■ 処理する項目 ■
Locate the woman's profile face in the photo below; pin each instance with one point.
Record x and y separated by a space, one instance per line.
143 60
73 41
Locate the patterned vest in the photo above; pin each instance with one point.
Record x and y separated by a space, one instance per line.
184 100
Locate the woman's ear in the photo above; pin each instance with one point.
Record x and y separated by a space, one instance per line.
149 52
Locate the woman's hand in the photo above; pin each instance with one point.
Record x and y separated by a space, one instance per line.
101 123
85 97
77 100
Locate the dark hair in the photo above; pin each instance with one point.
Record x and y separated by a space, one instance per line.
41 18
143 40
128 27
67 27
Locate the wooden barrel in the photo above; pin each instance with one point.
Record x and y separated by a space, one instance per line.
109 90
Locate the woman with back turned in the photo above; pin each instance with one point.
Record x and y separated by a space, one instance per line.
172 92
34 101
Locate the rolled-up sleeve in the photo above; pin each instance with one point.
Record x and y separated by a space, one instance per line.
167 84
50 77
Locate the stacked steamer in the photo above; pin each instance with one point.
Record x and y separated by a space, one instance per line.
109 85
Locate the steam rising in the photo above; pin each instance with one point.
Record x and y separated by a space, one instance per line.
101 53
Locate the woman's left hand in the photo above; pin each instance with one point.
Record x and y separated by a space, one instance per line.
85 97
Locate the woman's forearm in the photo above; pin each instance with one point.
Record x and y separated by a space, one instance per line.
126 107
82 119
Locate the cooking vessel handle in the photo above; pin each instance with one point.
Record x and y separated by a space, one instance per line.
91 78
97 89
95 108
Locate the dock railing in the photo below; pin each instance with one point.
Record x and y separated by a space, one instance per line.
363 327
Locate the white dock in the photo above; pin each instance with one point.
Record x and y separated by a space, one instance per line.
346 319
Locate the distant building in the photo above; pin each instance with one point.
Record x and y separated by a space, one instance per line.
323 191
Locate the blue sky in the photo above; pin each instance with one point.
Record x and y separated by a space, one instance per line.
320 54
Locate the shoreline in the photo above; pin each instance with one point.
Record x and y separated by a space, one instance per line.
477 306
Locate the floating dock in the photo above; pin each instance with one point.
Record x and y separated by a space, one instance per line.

■ 課題 ■
「Locate the shoreline」を含む行から項目の最後までを、「shoreline」を「coastline」に置き換えて更新し、ほかは変えずに書き直せ。

■ この課題の結果 ■
Locate the coastline in the photo above; pin each instance with one point.
Record x and y separated by a space, one instance per line.
477 306
Locate the floating dock in the photo above; pin each instance with one point.
Record x and y separated by a space, one instance per line.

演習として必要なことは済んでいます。